Problem:
Carry the analysis of the Dodgers' Game 5 pitching decisions forward from its last sentence.
[Document extract — start]
Game 5 offered plenty of points to second guess.
1) The Buehler to Kershaw handoff
Going into the night, the Dodgers’ blueprint for navigating Game 5 was to let Buehler go for as long as possible -- “I’m going to ride him tonight,” Roberts said three hours before the first pitch -- and have Kershaw ready to back him up out of the bullpen, as a way to help circumvent the recent volatility of L.A.’s relief corps.
Joe Kelly missed much of September with an undisclosed ailment and was unable to get an out in his only other NLDS appearance. Pedro Báez surrendered Ryan Zimmerman’s huge three-run homer in Game 4. Kenley Jansen had been so shaky during the regular season that he didn’t enter the postseason as the Dodgers’ clear-cut closer. Only Kenta Maeda and lefty specialist Adam Kolarek had been reliable.
So, Buehler made it as far as two outs in the seventh inning on a career-high 117 pitches. He hit batter Kurt Suzuki leading off the seventh inning, but got the next two outs. When Buehler walked Trea Turner to bring left-handed-hitting Adam Eaton to the plate representing the go-ahead run, Roberts ran out of the dugout to make the Dodgers’ first pitching change.
The plan, Roberts said, was to have Kershaw face three batters: Lefty Eaton to end the seventh inning, then right-handed-hitting Anthony Rendon and lefty Juan Soto to start the eighth. It was not unprecedented -- this marked Kershaw’s fourth relief appearance in a postseason elimination game -- but it was also not routine, evidenced by the fact Kershaw threw exclusively from the stretch.
Still, Kershaw executed the first part of the plan when he struck out Eaton and let out a roar on his way back to the dugout.
“I thought Walker had had enough. I thought he emptied the tank,” Roberts said. “So to get Clayton to get us out of that spot, I felt good about it. Clayton, it's not about analytics. It's about, he's one of the best pitchers in the game and for him to go out there and throw four pitches and to go back out there and get two hitters, I felt really good about that.”
2. Sticking with Kershaw to start the eighth
With Washington’s 3-4-5 hitters due, this half-inning had strong potential to decide the ballgame, one way or another.
Roberts had choices:
• Stick with the plan the Dodgers had devised when Kershaw came into the game, which had Kershaw facing the dangerous Rendon (9-for-31 against Kershaw lifetime, including their postseason matchups) and Soto, before making a change to a right-handed reliever for Howie Kendrick, Zimmerman and the rest of the bottom part of the order.
[Document extract — finish]
[Data listing — start]
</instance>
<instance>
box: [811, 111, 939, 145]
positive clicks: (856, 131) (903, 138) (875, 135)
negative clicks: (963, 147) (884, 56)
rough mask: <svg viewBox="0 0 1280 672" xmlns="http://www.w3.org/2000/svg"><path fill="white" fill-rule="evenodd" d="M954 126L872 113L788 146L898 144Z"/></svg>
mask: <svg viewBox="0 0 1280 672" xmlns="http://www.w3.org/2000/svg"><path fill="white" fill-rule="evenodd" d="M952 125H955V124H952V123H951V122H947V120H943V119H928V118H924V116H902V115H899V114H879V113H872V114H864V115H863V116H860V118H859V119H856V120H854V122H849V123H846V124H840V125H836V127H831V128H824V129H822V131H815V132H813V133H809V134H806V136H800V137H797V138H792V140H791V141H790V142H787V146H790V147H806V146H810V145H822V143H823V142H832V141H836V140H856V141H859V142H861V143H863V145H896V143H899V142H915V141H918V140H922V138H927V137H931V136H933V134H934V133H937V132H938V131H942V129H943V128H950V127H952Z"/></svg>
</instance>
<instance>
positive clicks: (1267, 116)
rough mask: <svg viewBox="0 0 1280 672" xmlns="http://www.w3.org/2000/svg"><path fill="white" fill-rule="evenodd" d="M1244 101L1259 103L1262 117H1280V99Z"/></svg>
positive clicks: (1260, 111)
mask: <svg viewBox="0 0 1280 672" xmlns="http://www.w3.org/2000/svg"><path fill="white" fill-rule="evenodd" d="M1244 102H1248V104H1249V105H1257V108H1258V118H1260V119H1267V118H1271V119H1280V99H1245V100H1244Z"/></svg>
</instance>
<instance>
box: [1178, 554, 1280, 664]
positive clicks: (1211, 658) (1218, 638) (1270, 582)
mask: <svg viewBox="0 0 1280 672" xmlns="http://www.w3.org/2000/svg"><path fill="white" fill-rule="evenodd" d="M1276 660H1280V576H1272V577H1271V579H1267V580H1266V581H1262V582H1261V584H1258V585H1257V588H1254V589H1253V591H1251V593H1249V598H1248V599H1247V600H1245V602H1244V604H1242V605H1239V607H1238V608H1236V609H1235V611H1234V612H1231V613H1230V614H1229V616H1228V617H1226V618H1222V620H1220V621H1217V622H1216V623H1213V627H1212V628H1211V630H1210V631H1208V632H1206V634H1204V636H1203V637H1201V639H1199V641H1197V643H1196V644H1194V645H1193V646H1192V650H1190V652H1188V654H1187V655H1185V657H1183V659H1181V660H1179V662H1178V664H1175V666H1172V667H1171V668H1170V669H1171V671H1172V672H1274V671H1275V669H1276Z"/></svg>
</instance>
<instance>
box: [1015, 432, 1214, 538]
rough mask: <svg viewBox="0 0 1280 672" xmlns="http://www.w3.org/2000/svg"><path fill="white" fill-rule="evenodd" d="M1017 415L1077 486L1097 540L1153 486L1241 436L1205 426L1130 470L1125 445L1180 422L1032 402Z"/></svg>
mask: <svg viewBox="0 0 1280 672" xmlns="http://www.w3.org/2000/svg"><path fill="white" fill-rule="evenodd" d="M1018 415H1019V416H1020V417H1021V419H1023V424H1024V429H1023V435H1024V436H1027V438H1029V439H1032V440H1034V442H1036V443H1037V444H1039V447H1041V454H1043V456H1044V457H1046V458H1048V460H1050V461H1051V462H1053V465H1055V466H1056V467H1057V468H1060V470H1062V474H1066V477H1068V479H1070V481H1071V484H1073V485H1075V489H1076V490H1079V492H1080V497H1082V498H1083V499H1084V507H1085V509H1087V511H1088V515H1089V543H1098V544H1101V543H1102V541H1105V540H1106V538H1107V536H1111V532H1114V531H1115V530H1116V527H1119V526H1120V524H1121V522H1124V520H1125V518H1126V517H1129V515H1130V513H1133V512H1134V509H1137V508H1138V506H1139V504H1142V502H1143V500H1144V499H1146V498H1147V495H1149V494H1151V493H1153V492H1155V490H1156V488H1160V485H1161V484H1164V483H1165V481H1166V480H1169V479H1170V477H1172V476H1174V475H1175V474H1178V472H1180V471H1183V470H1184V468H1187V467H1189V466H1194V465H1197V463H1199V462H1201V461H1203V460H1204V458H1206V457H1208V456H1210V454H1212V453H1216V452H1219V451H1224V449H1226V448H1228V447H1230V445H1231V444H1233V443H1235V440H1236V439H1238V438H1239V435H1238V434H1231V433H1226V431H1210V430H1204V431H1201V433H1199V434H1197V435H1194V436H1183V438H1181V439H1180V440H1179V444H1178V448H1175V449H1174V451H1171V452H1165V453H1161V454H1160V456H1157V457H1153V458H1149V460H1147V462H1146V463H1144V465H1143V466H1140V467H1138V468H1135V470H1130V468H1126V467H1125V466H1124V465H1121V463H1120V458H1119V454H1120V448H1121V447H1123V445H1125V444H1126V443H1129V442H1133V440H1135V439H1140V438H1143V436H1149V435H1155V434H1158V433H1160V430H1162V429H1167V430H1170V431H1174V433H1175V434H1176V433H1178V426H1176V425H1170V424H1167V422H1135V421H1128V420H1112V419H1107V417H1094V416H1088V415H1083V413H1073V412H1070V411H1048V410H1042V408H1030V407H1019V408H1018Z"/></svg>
[Data listing — finish]
[Data listing — start]
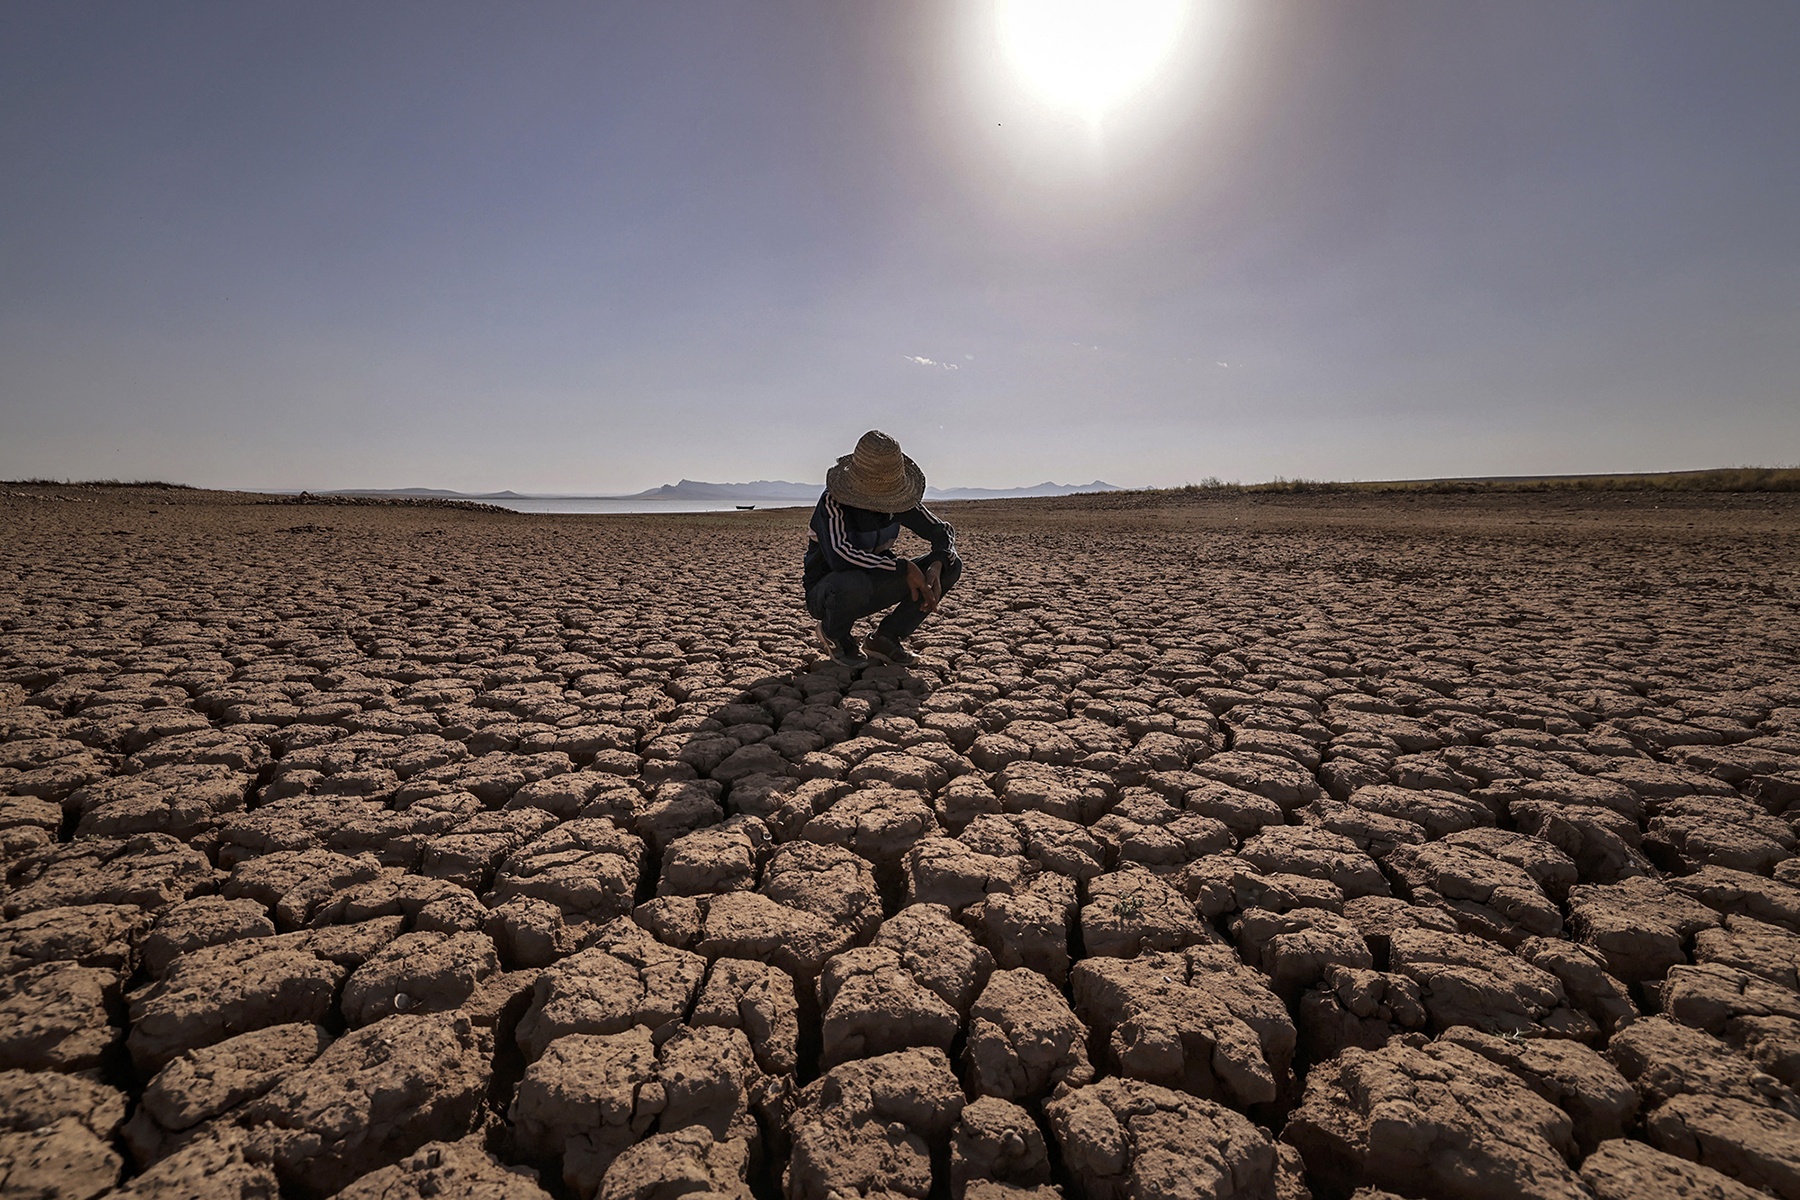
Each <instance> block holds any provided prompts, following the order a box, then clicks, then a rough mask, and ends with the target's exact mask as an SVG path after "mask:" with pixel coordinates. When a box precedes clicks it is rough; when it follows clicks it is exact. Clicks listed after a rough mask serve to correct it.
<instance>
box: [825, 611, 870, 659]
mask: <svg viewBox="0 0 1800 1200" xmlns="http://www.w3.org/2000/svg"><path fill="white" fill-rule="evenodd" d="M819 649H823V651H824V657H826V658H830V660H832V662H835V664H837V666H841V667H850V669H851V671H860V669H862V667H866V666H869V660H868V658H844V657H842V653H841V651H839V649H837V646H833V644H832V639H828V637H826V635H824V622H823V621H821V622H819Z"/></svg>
[Data listing — finish]
Written response:
• Call upon a right-handed reliever -- Maeda, Kelly, Baez and Jansen were all available -- to face righty Rendon, then have Kolarek for Soto. Kolarek faced exactly one batter in each of the series’ first three games: Soto, Soto and Soto, retiring him all three times. If executed, that would have left four outs to go for the righty relievers who remained, probably Maeda.
• Start the eighth inning clean with Maeda, who has been one of the Dodgers’ most reliable relievers, and was warmed up and ready.
Roberts stuck with Kershaw, who yielded back-to-back home runs to open the inning that turned a 3-1 Dodgers lead into a 3-3 tie. They came on sliders and on successive pitches. Rendon’s was below the strike zone; Soto’s was a misfire in the zone. It was the second time Kershaw has allowed homers on back-to-back pitches in the postseason, something he has never done in the regular season, according to Elias Sports Bureau.
“It’s just a terrible feeling. I had one job to do, to get three outs,” Kershaw said. “I got one out and didn’t get the other two. They went over the fence and it cost us the game right there. So, It’s a terrible feeling. No excuses, just didn’t make pitches and guy hit it over the fence twice.”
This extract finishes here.